WHAT TO PRODUCE
Begin at the first line of the records below and, please, give each line again exactly until the line with "Given the image above, locate the white railing" is included.

SOURCE MATERIAL
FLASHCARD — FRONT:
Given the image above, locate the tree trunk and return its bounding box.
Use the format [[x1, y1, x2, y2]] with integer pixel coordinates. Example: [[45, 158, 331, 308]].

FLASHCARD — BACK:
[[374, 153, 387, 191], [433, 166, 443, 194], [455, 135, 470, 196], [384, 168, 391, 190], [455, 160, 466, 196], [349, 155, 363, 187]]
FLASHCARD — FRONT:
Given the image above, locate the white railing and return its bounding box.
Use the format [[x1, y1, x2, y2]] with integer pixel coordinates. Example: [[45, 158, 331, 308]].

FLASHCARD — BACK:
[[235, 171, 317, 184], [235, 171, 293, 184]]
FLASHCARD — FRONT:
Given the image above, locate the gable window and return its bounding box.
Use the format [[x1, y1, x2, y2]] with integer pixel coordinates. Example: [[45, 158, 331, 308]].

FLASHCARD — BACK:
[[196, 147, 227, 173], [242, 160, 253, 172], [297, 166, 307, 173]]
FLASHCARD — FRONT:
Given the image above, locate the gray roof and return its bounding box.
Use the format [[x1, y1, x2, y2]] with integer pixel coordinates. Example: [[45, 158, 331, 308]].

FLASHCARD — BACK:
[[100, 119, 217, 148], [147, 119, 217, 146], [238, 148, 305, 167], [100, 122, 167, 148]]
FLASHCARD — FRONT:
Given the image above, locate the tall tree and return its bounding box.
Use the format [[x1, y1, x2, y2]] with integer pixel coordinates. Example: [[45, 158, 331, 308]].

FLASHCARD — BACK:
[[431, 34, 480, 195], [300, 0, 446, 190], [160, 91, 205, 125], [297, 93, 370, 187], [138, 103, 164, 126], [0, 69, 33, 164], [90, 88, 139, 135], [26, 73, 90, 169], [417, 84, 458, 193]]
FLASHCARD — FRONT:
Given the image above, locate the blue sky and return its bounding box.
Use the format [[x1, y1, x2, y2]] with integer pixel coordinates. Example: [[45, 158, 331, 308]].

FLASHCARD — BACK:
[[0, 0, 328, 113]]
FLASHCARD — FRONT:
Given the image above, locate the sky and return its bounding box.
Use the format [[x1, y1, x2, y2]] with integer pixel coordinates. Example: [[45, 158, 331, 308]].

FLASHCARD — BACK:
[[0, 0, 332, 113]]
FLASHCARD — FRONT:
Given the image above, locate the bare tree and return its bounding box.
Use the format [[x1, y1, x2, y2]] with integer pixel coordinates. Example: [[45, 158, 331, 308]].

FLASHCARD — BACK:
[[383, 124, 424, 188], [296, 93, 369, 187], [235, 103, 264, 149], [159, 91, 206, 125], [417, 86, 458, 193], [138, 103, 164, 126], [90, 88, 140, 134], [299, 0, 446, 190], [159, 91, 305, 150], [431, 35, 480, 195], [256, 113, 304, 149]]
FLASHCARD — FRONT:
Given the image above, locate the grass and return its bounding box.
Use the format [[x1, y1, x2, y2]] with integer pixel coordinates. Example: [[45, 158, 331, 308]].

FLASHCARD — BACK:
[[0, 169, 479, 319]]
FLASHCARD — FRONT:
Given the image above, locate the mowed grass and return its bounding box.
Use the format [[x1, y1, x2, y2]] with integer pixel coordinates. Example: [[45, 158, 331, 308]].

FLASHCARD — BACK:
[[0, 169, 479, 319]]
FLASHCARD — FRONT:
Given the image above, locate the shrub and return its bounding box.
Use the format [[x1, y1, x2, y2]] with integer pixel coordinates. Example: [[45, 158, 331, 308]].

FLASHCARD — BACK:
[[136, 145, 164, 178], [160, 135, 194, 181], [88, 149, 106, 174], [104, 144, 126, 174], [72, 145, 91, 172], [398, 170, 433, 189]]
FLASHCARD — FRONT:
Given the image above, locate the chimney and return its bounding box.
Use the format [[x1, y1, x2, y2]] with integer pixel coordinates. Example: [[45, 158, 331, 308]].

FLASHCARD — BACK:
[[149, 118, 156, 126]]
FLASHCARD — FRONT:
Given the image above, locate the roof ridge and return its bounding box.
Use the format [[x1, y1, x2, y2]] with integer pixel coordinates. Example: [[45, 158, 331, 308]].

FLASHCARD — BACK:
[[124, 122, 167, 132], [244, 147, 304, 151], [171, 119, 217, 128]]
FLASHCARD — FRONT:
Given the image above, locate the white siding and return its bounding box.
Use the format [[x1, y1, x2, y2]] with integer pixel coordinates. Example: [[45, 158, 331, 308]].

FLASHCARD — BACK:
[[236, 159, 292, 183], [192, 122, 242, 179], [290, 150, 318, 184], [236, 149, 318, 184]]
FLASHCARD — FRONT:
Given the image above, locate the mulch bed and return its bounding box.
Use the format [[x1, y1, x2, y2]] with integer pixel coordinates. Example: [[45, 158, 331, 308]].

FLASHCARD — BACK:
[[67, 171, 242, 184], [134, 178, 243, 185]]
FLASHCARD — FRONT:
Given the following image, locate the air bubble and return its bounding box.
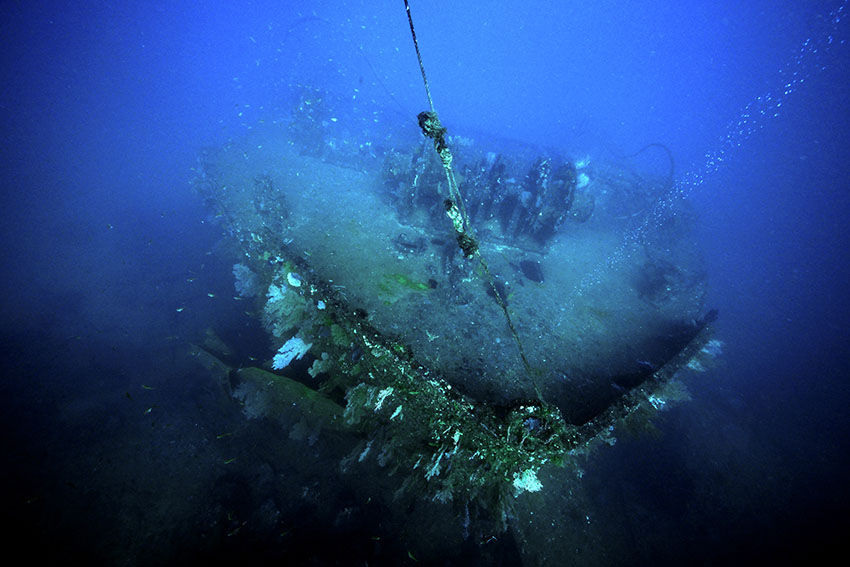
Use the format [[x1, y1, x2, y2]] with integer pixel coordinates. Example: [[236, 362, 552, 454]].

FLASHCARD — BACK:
[[569, 0, 848, 301]]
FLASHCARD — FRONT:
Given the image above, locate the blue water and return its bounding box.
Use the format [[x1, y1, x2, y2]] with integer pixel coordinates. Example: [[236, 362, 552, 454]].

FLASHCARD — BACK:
[[2, 1, 848, 564]]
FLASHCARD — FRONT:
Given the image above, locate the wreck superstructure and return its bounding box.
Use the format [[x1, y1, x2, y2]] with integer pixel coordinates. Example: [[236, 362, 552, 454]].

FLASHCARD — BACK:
[[191, 84, 718, 525]]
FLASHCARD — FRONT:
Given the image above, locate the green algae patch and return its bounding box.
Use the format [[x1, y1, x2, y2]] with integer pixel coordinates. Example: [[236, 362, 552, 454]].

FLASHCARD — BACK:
[[378, 273, 432, 304]]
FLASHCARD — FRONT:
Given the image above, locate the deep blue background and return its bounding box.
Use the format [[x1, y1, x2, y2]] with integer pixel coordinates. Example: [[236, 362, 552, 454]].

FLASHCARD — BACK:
[[2, 1, 848, 563]]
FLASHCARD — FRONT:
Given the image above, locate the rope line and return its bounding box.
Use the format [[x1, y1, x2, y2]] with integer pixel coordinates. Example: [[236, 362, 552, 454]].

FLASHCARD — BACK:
[[403, 0, 435, 114], [402, 0, 543, 400]]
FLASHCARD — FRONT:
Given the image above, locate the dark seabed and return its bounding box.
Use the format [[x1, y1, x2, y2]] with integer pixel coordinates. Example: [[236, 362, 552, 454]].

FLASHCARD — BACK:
[[2, 2, 849, 565]]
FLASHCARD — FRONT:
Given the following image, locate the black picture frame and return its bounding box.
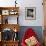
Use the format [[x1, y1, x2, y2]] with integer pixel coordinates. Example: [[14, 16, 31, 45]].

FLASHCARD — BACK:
[[25, 7, 36, 20]]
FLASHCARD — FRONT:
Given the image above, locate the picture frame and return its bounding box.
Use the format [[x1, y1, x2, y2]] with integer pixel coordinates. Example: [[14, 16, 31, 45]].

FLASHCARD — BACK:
[[2, 10, 9, 15], [25, 7, 36, 20]]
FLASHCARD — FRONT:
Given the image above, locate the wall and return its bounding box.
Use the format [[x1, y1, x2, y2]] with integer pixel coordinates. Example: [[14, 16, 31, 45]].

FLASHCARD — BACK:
[[18, 0, 44, 26], [0, 0, 44, 26]]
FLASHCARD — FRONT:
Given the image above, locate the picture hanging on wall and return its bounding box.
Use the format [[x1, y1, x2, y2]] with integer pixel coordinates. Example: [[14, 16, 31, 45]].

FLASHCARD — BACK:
[[25, 7, 36, 20]]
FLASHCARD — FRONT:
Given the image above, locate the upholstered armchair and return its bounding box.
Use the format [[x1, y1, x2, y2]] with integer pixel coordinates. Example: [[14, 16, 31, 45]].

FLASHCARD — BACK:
[[21, 28, 41, 46]]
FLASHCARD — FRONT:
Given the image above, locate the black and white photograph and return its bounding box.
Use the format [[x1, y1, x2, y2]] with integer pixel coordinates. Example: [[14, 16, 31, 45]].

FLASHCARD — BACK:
[[25, 7, 36, 20]]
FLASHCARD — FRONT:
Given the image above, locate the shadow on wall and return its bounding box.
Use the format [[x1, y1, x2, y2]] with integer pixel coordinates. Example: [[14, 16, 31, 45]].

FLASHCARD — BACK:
[[18, 26, 43, 44]]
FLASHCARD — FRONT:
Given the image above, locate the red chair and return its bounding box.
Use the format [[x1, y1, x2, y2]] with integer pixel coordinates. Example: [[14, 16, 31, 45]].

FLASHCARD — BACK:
[[21, 28, 41, 46]]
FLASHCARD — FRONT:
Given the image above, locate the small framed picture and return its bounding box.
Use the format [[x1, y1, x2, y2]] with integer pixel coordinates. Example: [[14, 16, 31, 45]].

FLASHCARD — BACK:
[[25, 7, 36, 20], [2, 10, 9, 15]]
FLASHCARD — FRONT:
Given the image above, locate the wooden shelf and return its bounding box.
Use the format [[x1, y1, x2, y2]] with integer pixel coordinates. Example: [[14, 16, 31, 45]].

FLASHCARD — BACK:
[[1, 40, 19, 46], [2, 40, 19, 42], [0, 7, 19, 16], [0, 7, 20, 46], [0, 7, 19, 10], [0, 24, 20, 32]]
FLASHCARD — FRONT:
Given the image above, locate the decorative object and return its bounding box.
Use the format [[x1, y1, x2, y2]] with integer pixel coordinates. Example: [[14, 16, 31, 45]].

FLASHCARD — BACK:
[[25, 7, 36, 20], [25, 36, 38, 46], [15, 0, 17, 7], [5, 18, 8, 24], [2, 10, 9, 15], [2, 16, 8, 24], [1, 28, 18, 41], [2, 28, 13, 41], [9, 10, 18, 15], [21, 28, 41, 46], [13, 32, 18, 41]]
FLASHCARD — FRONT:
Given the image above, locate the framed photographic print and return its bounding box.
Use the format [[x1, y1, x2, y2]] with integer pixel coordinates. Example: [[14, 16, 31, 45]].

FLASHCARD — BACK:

RESPONSE AREA
FLASHCARD — FRONT:
Given the image above, locate the tree trunk and return its bounding box.
Use the format [[x1, y1, x2, y2]] with integer pixel coordinates. Example: [[45, 158, 331, 308]].

FLASHCARD — BACK:
[[374, 153, 387, 191], [433, 166, 443, 194], [455, 135, 470, 196], [384, 168, 391, 190], [455, 160, 466, 196], [349, 155, 363, 187]]
FLASHCARD — FRONT:
Given the image above, locate the white railing and return its bounding box.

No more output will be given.